READING TEXT
----------

When i . . . fell

Saturday, November 14, 2015

I was thinking so much about what would I do, where I began to wrestle with all the things on my mind. I was not able to stem all the things that arise and the question in myself. I, should I still listen to it? Listen to the thousand of questions that develop into despair. That despire that never know what to tell to whom. I thing telling something to the others I  no use. Like running on smooth straight line that led me to walk straight, till now I think nothing is lost, but there was something missing.

----------

GIVEN INFORMATION
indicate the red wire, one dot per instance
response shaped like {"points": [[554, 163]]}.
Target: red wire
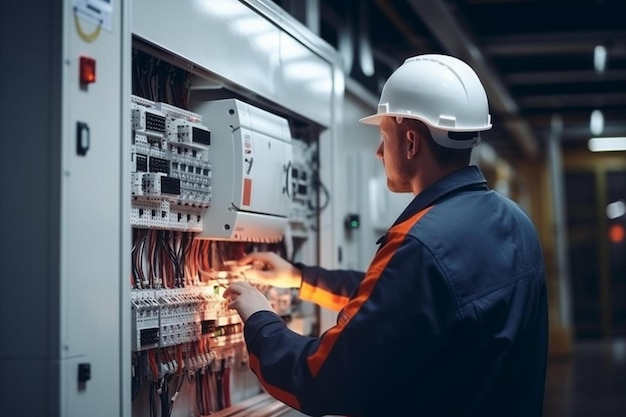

----------

STATED EXERCISE 1
What date appears on the journal entry?
STATED EXERCISE 2
Please render this sentence from the journal entry in Spanish: "I was thinking so much about what would I do, where I began to wrestle with all the things on my mind."
STATED EXERCISE 3
Carry on the journal entry, picking up right after its final sentence.

EXERCISE RESPONSE 1
Saturday, November 14, 2015

EXERCISE RESPONSE 2
Estaba pensando tanto en lo que haría, que empecé a luchar con todas las cosas que tenía en mente.

EXERCISE RESPONSE 3
I began to think something is missing in me. See others make me jealous of them. Always thought that I was better than them. But why they are always lucky? Is it because I do not get to choose which one is wrong and which is right? Or always think hard against which way should I go through? I want to be like them, really. Although I believe that God has created and wrote all the stories in each human being. But . , , I just wanted God to give me more opportunities to be like them

I wish my parents happy with my own way. This time I've been satisfy to write something here without offending others. I do not want to waste the opportunity of God just to complain. The Lord has given me what I need, and in the future will come, God will give what I want. Never deny the favor of God. Always grateful that God will give you more

Remember! I’m not alone, You’re not alone and we are not alone. God Always with me, with you, and with us. God is the one who can give you everything, because God is Almighty. We still have family that always support you in all condition, something that will do anything for your happiness. Something that always hide their sadness for your smile. And something that will give their live for your live. And something that full off love. Love them like they love you before their time is gone. And you still have friend, you still have me, and you still have us. Stand up and don’t give up, believe that God always be with you 

And my God is Allah SWT because I’m Moeslim . . .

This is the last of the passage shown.